What is being asked:
Write the line that includes "Guideline: for each instance of the chimney, imagine" and all subsequent lines, exactly as written, and nothing more.
[START The data]
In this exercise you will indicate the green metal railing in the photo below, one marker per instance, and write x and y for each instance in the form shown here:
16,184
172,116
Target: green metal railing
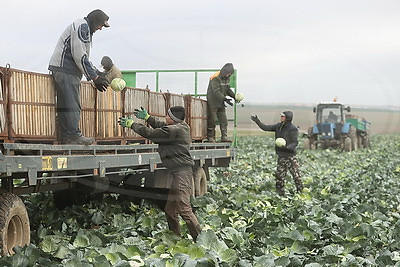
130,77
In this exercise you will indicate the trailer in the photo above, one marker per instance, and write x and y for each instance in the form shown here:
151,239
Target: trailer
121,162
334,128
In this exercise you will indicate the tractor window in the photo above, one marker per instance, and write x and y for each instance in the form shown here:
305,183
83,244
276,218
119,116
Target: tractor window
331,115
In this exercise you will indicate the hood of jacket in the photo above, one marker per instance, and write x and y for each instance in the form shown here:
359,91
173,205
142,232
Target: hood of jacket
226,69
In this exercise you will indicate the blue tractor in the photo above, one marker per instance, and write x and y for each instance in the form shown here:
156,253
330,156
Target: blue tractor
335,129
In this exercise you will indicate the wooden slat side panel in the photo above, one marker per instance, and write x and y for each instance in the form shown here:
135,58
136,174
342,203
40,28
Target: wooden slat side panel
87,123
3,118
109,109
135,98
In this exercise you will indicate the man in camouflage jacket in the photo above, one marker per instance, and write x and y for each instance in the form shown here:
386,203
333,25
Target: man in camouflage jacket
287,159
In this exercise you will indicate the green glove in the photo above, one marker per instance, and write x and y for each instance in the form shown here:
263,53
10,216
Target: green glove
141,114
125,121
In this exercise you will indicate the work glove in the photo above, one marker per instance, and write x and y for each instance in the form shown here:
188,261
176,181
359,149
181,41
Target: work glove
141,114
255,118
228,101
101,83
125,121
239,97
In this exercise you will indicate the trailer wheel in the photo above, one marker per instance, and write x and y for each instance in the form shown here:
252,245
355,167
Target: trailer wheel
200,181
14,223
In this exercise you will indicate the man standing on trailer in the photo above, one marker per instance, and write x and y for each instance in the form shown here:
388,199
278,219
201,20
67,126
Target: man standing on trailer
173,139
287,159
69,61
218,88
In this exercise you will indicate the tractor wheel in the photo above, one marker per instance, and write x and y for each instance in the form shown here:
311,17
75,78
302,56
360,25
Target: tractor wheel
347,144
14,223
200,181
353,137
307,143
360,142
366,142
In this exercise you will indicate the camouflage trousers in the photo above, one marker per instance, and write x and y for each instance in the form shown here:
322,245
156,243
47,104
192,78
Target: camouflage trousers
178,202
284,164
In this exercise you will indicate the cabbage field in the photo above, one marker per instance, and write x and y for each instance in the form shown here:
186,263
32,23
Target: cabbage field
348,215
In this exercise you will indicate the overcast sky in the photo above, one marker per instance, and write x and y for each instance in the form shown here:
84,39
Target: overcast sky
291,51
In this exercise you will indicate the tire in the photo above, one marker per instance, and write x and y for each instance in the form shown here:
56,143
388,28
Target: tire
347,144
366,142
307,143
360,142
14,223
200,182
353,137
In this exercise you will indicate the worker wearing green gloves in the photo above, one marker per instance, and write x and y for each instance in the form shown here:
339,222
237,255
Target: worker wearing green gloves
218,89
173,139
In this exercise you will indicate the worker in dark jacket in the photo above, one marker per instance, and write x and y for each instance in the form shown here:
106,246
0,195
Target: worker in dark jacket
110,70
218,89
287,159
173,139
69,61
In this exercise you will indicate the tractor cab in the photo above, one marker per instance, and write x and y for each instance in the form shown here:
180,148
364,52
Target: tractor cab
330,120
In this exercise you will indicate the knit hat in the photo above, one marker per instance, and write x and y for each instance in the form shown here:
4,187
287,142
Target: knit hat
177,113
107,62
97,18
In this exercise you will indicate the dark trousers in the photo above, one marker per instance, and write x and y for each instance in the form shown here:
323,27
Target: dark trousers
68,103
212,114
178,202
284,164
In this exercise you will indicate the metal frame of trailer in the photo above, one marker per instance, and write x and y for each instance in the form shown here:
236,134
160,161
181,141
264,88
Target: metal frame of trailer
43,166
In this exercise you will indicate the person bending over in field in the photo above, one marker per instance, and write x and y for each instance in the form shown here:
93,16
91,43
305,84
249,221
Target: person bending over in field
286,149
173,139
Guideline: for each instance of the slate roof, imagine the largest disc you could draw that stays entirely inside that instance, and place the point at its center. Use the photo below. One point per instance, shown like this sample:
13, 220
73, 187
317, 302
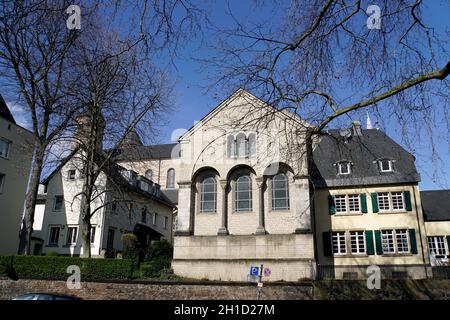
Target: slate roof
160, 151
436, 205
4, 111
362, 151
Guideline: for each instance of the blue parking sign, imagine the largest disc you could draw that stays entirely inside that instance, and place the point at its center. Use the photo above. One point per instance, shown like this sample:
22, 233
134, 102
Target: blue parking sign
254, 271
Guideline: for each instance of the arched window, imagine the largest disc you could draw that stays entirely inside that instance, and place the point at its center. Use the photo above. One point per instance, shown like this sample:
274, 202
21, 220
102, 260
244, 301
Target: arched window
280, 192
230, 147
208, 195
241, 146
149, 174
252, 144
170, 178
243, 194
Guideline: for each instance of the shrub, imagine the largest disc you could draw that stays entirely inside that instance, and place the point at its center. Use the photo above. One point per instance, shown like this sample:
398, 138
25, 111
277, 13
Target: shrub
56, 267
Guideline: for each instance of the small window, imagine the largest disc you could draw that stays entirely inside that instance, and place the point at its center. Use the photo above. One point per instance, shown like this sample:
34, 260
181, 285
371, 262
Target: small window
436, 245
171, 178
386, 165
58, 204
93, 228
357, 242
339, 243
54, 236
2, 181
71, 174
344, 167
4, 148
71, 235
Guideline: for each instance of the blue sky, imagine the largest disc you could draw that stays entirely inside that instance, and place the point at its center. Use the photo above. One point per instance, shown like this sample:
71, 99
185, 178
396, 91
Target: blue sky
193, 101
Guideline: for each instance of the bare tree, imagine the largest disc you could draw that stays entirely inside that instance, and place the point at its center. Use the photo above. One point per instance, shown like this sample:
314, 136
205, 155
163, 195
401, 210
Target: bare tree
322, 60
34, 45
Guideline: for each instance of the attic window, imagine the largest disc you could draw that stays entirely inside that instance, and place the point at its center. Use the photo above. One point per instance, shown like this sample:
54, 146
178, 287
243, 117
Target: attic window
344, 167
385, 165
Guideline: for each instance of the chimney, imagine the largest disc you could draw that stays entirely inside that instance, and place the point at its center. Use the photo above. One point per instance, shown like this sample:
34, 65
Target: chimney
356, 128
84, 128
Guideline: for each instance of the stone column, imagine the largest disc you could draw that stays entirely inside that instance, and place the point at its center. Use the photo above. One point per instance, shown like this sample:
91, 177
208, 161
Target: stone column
[END The data]
Written solution:
Guideline: for each instance of the chimney, imagine the largest disc you could draw that stays entirely inside that instance, and place the point at its center. Use the photo above. One point per instance, shown like this sample:
34, 65
Target: chimney
356, 128
84, 128
Guideline: for each instance of the stone column, imagine the largest disc you could draw that stays entirely inside that instance, and place the point at its center. Use the photo above. One point per instance, shown like this sample:
91, 177
208, 161
Target: stone column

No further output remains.